Work instructions
Please return the material below word for word, every line of it, but leave out the pictures.

Provided records
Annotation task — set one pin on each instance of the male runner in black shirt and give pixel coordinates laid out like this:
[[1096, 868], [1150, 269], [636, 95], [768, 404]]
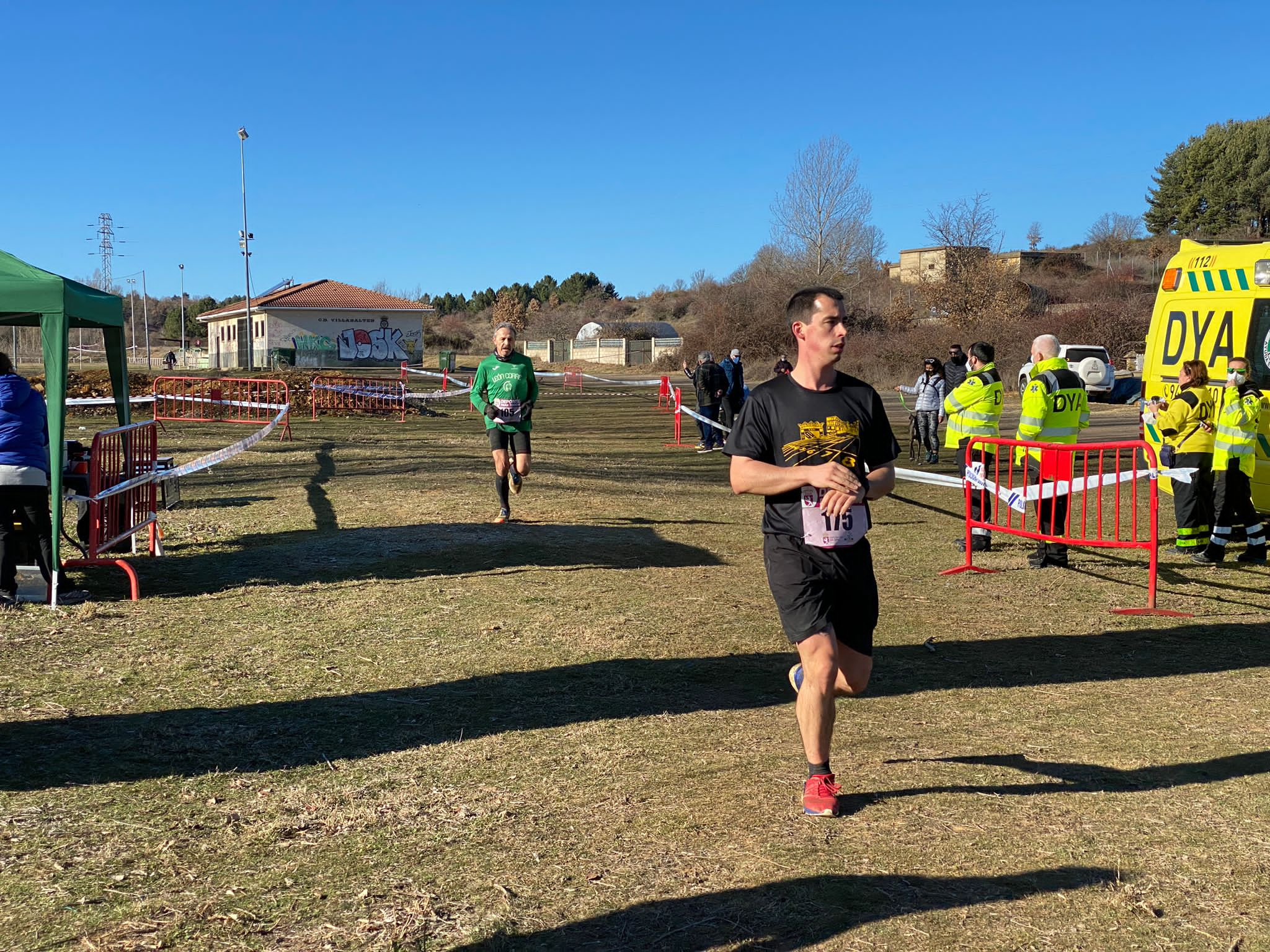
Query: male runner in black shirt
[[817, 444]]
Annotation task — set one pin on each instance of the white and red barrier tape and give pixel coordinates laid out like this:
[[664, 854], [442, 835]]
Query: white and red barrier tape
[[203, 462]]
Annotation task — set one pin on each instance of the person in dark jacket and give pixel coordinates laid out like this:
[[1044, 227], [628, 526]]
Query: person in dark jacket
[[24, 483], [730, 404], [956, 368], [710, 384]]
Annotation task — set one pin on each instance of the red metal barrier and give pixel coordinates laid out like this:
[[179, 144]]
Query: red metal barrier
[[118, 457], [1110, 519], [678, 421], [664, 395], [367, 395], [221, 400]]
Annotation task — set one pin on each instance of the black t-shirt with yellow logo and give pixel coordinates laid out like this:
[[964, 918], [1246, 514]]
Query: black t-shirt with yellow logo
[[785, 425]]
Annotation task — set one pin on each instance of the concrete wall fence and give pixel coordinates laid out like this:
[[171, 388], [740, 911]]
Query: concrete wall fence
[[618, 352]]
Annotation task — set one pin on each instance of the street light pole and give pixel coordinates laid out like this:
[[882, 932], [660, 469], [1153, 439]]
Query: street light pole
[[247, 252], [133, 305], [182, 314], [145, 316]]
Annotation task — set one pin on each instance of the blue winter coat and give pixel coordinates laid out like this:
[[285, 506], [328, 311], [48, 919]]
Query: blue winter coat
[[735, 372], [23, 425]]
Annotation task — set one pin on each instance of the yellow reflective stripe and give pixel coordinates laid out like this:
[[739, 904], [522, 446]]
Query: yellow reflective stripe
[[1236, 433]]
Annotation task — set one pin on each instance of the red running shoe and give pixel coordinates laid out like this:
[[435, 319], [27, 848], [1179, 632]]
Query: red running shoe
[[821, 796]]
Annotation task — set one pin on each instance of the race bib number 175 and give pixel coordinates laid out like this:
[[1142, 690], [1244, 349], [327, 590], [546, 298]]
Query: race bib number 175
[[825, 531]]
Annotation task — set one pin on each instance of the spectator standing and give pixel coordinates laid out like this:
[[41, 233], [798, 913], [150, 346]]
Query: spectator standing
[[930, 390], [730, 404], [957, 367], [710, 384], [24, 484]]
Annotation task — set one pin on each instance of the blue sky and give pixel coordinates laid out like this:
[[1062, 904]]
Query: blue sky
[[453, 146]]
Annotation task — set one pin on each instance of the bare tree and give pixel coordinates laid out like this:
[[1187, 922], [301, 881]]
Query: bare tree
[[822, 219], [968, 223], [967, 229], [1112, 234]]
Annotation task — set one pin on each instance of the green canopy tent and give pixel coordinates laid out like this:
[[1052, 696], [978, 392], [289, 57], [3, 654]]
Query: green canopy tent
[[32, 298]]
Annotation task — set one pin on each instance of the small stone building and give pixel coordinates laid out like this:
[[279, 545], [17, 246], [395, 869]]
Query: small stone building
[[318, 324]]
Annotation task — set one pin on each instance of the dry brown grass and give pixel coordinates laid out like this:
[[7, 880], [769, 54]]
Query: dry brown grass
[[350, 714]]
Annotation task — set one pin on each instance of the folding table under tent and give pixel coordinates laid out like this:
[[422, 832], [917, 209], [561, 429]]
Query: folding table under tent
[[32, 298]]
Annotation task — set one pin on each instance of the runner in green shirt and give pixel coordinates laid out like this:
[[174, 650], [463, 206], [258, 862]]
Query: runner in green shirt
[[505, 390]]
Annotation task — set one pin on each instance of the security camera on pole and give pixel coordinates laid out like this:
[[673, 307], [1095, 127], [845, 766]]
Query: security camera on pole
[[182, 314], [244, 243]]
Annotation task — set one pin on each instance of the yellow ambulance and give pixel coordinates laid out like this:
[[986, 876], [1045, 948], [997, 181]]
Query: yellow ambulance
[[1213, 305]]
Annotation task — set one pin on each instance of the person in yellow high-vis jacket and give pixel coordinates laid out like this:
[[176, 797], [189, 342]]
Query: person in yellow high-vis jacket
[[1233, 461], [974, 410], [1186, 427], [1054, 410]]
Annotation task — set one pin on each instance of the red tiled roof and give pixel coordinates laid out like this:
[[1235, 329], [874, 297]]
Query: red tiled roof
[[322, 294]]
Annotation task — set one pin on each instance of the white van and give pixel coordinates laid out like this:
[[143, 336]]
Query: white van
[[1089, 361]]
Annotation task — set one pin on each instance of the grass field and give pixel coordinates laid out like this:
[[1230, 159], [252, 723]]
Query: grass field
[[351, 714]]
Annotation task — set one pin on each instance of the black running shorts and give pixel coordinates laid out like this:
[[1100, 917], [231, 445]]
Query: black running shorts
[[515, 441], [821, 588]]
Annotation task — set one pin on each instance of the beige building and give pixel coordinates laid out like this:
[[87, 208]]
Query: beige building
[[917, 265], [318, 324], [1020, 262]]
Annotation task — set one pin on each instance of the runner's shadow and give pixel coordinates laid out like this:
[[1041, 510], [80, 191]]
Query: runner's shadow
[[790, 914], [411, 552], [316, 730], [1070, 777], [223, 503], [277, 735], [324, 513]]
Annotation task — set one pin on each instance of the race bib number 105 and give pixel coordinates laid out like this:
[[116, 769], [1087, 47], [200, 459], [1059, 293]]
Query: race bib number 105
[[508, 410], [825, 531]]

Exercise answer
Annotation task — set one pin on each instance of the male runner in black shirt and give pixel coordinates laid out like this:
[[1096, 868], [1150, 269], [636, 95], [768, 404]]
Query: male runner in black shirt
[[817, 444]]
Annotation task — set one pin on each instance of the white and red barrier tape and give pixel coordinates laid out like this:
[[664, 854], [442, 835]]
Query: white and red barrier tape
[[203, 462]]
Annotation task — set one pin on each instance of the person in dark jacket and give pixel coordinates laid out like this:
[[1044, 227], [628, 526]]
Query: person in dark jacket
[[24, 483], [730, 404], [956, 368], [710, 384]]
Annotation task — set one pin on each instance of the red metal barrier and give pixel coordinates laid out like this:
[[179, 144]]
Query: red metal barrier
[[118, 457], [1110, 519], [678, 421], [664, 395], [367, 395], [221, 400]]
Annotation task — set one pin on each instance of the black t-shirt with yellow logo and give pixel coordinates laid out like this:
[[964, 918], [1246, 514]]
Query: black t-shirt with yellow logo
[[785, 425]]
Annotation task — set one pin on each instance of the concrete wall fence and give pixel coordinates laid out like this:
[[171, 388], [740, 911]]
Query: concrete wall fence
[[618, 352]]
Annotation task — set one pin on each instance of the street light pole and give pixel coordinates laid out like this:
[[882, 932], [660, 469], [1153, 439]]
Query: street light pole
[[247, 252], [133, 305], [182, 314], [145, 316]]
Annotation task — set one pin on each instance of the blue winter coat and give pixel coordinates laid out like this:
[[285, 506], [328, 311], [48, 919]]
Query: blue winter coat
[[735, 372], [23, 425]]
Annotation task — set one pin on each instance of the yellow reflective stripe and give pixel coordinates laid out like this:
[[739, 904], [522, 446]]
Query: yellow reflective stripe
[[1236, 433]]
Annotation task — set one pin on each instance of the red running shoe and give pixel coordinates laid out like this:
[[435, 319], [27, 848], [1179, 632]]
Query: red running shoe
[[821, 796]]
Annotation task — set one pin on each instance of the race bib number 175 and give pixel coordinates laid out like this:
[[1142, 690], [1244, 349], [327, 590], [546, 298]]
Query: race bib number 175
[[825, 531]]
Annotation task — set one pin on each instance of the spectator standing and give pixel coordinates laid out like this:
[[41, 233], [798, 913], [150, 346]]
Query: spectator standing
[[930, 390], [730, 404], [957, 367], [710, 384], [24, 484]]
Annotation task — set one pin on each instance of the blue sky and give pixel coordinates laid out like this:
[[1062, 904]]
Query: blue sky
[[453, 146]]
Annotation task — set one pin on each instance of the bare tree and give pixel coordinates laid out like this:
[[1187, 922], [301, 881]]
Query: bare tree
[[822, 219], [968, 223], [967, 229], [1112, 234]]
Annotation task — set one pin on each instance of the green canopy tent and give pixel coordinates laid out like this:
[[1052, 696], [978, 392], [289, 57], [3, 654]]
Query: green canopy tent
[[32, 298]]
Annotation task — set one pin on each instance of the small stone building and give pixel coordinates laid out like this:
[[279, 545], [17, 246], [395, 869]]
Query: small stone building
[[318, 324]]
Annotation task — set one pin on each instance of the dry brown grass and give pixel coordinates laid out like this:
[[7, 880], [769, 54]]
Query: dry brown grass
[[350, 714]]
Annotation task — set one pin on each instance of the folding table under tent and give pixel coordinates laid out like this:
[[422, 832], [917, 209], [561, 429]]
Query: folding table under tent
[[32, 298]]
Annotation task — set one pin on each instance of the runner in green shirt and give pixel coordinates laid out like this:
[[174, 650], [463, 206], [258, 862]]
Query: runner in green shirt
[[505, 390]]
Annotation task — set one pin on each instance of the security camera on pole and give pixel coordinates laid out like this:
[[673, 307], [1095, 127], [845, 766]]
Query: security camera on pole
[[182, 314], [244, 243]]
Annotation task — set one pin on each instance of the yellow ambulance and give pixel coordinates laid out like this:
[[986, 876], [1045, 948], [997, 181]]
Query: yellow ambulance
[[1213, 305]]
Annotation task — set one pin on each instance of the person in yellow high-vis jacket and give pixel coordinates laid out like this:
[[176, 797], [189, 342]]
Query: person in yellow high-vis jacket
[[1233, 461], [974, 410], [1186, 427], [1054, 410]]
Annotation task — set one pin on each instance of the red tiled roof and give pixel coordinates laid out like this:
[[1235, 329], [874, 297]]
Query: red tiled roof
[[322, 294]]
Annotation task — set one pin on each instance of the white van and give pixel coordinates laid out like this:
[[143, 336]]
Query: white van
[[1089, 361]]
Annotation task — set one pin on each instance of the grass field and give pixel coordinates laid out like this:
[[1230, 159], [252, 723]]
Query: grass field
[[351, 714]]
Annotation task — set one pin on each instance of the black running shorts and give pixel coordinates laid out like this:
[[1100, 917], [231, 445]]
Query: black running shorts
[[515, 441], [821, 588]]
Annotation task — set one pin on each instance of the beige building and give pixel coordinates laid out like this:
[[87, 208]]
Query: beige building
[[917, 265], [318, 324], [1020, 262]]
Annotation task — set one pin on each instance of the runner's shadow and give pixel coordinates laid out like this:
[[1041, 510], [80, 191]]
Query: runner's shadow
[[790, 914], [411, 552], [316, 730], [1070, 777], [223, 503], [277, 735], [324, 513]]
Annotation task — set one pin on each instance of the race bib number 105 and give pixel coordinates laid out like this:
[[116, 769], [1087, 47], [200, 459], [1059, 293]]
Query: race bib number 105
[[508, 410], [825, 531]]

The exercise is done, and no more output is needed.